#### TASK BRIEF:
Rewrite the listing below, starting at the line containing "stack of napkin" and ending at the line containing "[[8, 17, 40, 68]]". Keep every line, and add 71 to each box coordinate in the answers.

#### DATASET RECORDS:
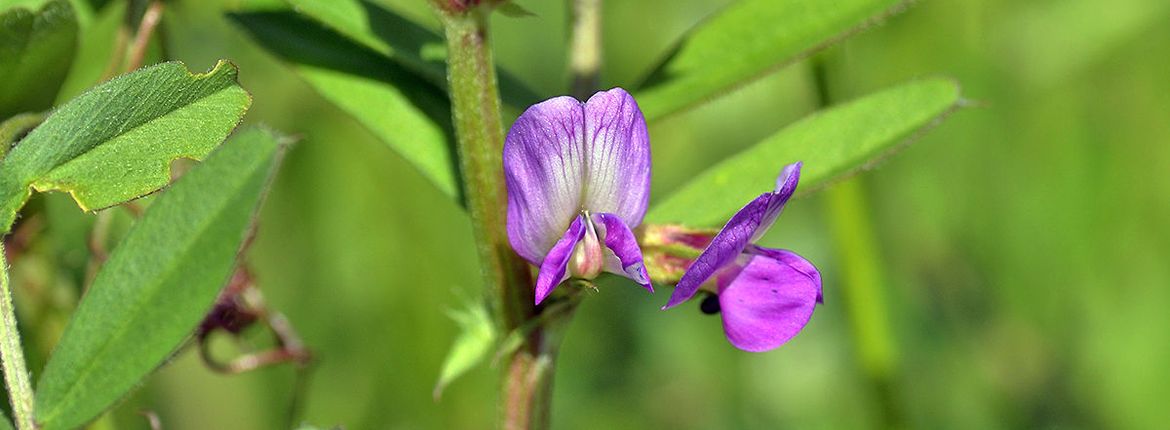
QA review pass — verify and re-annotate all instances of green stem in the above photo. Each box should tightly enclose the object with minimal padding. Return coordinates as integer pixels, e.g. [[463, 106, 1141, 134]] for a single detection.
[[432, 4, 556, 430], [812, 57, 902, 429], [0, 241, 36, 430], [0, 112, 46, 159], [569, 0, 601, 100]]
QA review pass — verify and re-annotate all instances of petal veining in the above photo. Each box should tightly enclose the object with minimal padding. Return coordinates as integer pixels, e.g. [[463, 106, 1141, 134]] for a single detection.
[[583, 88, 651, 228], [718, 255, 820, 352], [748, 245, 825, 304], [503, 97, 585, 265]]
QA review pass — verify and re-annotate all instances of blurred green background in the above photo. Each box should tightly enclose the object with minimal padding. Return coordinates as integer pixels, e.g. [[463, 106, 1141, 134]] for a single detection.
[[15, 0, 1170, 429]]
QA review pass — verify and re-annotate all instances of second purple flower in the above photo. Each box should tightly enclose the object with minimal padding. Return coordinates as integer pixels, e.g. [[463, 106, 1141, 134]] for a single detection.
[[503, 88, 653, 304]]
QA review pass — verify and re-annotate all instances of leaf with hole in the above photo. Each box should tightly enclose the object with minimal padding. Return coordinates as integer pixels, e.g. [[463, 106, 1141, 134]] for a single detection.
[[0, 61, 252, 231], [646, 78, 962, 227], [0, 0, 77, 120], [36, 130, 281, 430], [635, 0, 904, 120]]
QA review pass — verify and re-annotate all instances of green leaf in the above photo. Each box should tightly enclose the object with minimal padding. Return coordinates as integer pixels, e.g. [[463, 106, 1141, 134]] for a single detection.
[[36, 130, 281, 430], [0, 0, 77, 120], [635, 0, 904, 120], [229, 12, 460, 199], [0, 61, 252, 231], [646, 78, 963, 227], [434, 305, 496, 398], [280, 0, 542, 108], [496, 0, 536, 18]]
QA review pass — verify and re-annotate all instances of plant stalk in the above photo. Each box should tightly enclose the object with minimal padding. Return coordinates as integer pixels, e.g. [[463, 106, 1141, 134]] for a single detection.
[[812, 56, 903, 429], [0, 241, 36, 430], [569, 0, 601, 100], [432, 4, 557, 430]]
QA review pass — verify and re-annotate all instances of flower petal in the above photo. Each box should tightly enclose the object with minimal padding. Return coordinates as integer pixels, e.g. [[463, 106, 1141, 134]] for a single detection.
[[583, 88, 651, 228], [593, 214, 654, 292], [662, 161, 801, 310], [718, 255, 820, 352], [751, 161, 804, 242], [503, 97, 585, 265], [662, 193, 775, 310], [536, 215, 585, 305], [749, 247, 825, 304]]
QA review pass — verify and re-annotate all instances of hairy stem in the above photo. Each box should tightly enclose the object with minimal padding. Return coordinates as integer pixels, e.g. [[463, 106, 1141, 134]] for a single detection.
[[0, 241, 36, 430], [432, 4, 555, 430], [812, 57, 902, 429]]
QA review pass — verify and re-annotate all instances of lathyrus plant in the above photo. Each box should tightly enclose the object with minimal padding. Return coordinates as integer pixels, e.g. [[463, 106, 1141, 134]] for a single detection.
[[233, 0, 964, 429], [0, 0, 964, 430]]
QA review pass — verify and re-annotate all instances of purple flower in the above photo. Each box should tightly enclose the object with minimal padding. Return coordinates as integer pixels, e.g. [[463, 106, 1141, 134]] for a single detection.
[[662, 162, 824, 352], [504, 88, 654, 304]]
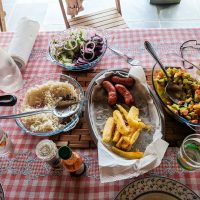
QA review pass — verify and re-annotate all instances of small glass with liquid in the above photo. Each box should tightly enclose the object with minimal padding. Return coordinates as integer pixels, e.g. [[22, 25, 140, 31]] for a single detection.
[[177, 134, 200, 171]]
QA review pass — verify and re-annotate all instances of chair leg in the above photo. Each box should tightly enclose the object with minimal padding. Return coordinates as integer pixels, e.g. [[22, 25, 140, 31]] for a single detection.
[[59, 0, 70, 28], [0, 0, 6, 31], [115, 0, 122, 15]]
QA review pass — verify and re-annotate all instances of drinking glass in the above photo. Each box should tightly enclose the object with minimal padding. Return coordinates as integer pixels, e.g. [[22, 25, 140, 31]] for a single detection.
[[177, 134, 200, 171]]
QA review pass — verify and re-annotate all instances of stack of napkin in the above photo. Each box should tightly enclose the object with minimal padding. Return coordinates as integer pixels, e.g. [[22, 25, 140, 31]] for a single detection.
[[8, 17, 40, 68]]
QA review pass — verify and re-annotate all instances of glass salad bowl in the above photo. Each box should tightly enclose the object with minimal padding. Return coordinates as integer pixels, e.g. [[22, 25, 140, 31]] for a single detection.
[[49, 27, 107, 71], [152, 54, 200, 130], [14, 73, 84, 136]]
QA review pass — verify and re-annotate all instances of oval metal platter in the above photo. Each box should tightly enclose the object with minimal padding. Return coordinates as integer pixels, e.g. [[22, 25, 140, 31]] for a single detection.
[[85, 68, 165, 151]]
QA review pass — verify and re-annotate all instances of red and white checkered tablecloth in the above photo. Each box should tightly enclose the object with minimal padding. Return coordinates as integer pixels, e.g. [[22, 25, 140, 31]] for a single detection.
[[0, 28, 200, 200]]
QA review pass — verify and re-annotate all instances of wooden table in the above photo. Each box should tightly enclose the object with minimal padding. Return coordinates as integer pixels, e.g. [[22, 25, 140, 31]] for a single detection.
[[0, 29, 200, 200]]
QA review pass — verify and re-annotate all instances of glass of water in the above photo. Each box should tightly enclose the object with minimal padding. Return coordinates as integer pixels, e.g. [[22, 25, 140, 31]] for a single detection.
[[177, 134, 200, 171]]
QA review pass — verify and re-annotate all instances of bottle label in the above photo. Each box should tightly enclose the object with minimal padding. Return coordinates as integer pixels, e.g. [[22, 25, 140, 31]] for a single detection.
[[0, 133, 8, 148]]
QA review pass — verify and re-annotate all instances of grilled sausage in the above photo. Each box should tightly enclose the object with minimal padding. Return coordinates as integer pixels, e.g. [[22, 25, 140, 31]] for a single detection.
[[115, 84, 134, 106], [111, 76, 135, 87], [102, 81, 117, 106]]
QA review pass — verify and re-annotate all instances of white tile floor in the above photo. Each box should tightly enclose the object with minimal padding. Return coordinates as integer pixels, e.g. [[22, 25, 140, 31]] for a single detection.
[[3, 0, 200, 31]]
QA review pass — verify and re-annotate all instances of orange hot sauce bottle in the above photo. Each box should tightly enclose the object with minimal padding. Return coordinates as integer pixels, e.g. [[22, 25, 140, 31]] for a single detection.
[[58, 146, 86, 176]]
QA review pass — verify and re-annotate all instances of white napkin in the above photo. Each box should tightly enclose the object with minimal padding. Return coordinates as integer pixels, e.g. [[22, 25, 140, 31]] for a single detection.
[[98, 66, 169, 183], [8, 17, 40, 68]]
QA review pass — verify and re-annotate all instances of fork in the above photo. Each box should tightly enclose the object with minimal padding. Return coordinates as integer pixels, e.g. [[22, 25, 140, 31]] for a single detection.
[[108, 46, 139, 66]]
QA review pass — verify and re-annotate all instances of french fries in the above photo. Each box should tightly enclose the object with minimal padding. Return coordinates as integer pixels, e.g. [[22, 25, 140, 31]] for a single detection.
[[102, 105, 149, 159], [111, 146, 144, 159], [116, 104, 128, 121], [112, 128, 121, 142], [102, 117, 115, 143]]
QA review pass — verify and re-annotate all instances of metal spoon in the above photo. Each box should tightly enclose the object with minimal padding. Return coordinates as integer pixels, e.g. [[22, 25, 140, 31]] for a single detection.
[[108, 46, 139, 66], [0, 101, 80, 119], [144, 41, 184, 104], [0, 95, 17, 106]]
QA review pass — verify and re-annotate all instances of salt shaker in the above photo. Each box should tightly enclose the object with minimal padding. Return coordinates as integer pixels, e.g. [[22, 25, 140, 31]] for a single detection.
[[35, 139, 62, 168], [58, 146, 86, 176]]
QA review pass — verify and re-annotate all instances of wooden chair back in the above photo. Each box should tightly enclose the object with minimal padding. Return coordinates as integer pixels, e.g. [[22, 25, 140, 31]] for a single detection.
[[59, 0, 128, 28]]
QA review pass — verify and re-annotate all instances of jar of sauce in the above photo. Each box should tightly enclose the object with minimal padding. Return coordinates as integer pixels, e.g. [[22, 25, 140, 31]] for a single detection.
[[58, 146, 86, 176]]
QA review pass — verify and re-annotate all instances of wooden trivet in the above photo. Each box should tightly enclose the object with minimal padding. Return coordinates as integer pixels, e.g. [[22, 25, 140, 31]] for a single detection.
[[51, 69, 193, 148]]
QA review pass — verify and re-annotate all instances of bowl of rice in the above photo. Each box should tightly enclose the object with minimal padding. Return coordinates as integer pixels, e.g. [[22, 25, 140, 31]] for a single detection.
[[15, 73, 84, 136]]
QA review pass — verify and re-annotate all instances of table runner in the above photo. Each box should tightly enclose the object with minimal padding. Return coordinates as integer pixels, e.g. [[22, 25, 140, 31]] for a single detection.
[[0, 28, 200, 199]]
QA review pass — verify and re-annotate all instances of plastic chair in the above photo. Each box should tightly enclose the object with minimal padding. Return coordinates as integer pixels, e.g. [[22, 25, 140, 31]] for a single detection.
[[59, 0, 128, 29]]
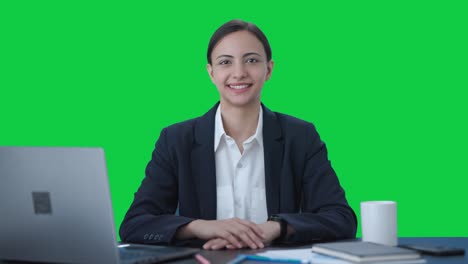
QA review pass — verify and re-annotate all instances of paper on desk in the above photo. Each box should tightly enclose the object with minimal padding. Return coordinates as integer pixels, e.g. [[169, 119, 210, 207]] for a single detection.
[[257, 248, 352, 264], [257, 248, 426, 264]]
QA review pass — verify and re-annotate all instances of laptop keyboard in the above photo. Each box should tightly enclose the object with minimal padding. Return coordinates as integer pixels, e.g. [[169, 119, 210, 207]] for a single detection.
[[119, 246, 196, 264]]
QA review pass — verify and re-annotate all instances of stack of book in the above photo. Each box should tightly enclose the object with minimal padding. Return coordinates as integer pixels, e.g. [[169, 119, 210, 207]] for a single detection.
[[312, 241, 425, 263]]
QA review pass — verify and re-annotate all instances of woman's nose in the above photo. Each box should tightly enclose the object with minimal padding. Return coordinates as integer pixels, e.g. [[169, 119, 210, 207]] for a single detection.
[[233, 63, 247, 79]]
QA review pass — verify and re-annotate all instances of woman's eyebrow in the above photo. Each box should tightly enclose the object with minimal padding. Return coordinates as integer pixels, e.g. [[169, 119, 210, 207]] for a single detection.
[[216, 55, 234, 59], [216, 52, 262, 59], [242, 52, 262, 57]]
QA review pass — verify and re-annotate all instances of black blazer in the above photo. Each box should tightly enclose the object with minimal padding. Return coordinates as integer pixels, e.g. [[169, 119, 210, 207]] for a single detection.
[[120, 103, 357, 245]]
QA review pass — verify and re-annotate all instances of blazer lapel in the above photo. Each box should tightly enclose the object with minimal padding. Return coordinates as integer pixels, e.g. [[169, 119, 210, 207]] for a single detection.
[[262, 104, 284, 215], [191, 103, 219, 220]]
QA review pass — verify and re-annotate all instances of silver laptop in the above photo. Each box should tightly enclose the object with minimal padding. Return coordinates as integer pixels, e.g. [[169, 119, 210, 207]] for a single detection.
[[0, 147, 198, 264]]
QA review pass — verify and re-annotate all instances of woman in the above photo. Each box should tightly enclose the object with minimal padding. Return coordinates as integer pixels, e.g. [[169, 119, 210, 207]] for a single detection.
[[120, 20, 356, 250]]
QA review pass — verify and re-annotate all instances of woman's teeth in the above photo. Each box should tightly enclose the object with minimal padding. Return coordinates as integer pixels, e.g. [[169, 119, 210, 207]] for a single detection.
[[229, 84, 250, 89]]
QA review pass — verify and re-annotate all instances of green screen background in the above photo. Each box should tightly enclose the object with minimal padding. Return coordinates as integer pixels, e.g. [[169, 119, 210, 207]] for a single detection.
[[0, 1, 468, 236]]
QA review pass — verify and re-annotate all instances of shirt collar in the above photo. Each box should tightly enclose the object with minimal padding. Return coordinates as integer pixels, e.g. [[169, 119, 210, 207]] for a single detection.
[[214, 104, 263, 152]]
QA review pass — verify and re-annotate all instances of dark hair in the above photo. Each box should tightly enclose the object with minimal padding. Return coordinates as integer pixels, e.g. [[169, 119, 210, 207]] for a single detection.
[[206, 19, 271, 64]]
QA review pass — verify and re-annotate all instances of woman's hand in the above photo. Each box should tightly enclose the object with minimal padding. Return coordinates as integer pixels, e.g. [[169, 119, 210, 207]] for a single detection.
[[176, 218, 264, 249], [203, 221, 281, 250]]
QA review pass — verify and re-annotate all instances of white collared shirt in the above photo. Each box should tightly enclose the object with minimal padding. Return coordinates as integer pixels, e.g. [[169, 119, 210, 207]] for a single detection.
[[214, 106, 268, 224]]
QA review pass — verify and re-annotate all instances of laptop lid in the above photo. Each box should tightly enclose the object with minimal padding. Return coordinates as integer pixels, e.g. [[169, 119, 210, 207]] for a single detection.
[[0, 147, 119, 264]]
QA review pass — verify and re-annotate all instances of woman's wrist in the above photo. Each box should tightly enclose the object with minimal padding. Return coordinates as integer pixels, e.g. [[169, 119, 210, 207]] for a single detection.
[[175, 220, 203, 240]]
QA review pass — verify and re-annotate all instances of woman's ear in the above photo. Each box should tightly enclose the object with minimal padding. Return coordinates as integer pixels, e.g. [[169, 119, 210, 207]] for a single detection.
[[206, 63, 214, 83], [265, 60, 275, 81]]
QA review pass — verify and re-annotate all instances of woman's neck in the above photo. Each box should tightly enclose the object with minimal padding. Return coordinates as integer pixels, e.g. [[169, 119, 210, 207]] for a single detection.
[[221, 102, 261, 146]]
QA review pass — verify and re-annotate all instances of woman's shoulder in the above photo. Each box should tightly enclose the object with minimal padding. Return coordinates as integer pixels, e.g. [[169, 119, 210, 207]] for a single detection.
[[266, 108, 315, 130]]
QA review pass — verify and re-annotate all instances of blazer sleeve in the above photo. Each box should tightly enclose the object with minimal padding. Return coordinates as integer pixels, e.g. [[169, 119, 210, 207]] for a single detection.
[[120, 129, 194, 244], [278, 125, 357, 243]]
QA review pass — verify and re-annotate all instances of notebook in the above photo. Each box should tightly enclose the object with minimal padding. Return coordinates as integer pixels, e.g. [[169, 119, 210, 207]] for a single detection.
[[312, 241, 421, 263], [0, 147, 199, 264]]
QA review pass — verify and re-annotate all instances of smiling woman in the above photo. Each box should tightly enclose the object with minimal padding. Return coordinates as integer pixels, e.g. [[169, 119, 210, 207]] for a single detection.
[[120, 20, 357, 249]]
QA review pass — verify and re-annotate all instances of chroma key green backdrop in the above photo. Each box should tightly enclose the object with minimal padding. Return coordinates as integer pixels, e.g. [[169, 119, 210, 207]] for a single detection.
[[0, 0, 468, 239]]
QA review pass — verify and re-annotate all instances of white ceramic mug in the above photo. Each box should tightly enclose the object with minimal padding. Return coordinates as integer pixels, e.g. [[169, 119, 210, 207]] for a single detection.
[[361, 201, 398, 246]]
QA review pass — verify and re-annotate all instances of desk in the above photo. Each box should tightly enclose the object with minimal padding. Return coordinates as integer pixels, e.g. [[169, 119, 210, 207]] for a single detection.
[[0, 237, 468, 264], [170, 237, 468, 264]]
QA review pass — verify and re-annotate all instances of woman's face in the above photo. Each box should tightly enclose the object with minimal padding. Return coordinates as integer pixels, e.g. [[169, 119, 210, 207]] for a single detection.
[[207, 31, 273, 107]]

#### FINISHED TASK:
QA review pass — verify and re-annotate all instances of stack of napkin in the above photo. Each box should tightly enclose the object with minimal padding. Return coordinates as integer pixels, e.g. [[22, 25, 140, 31]] for a single detection.
[[79, 88, 111, 139]]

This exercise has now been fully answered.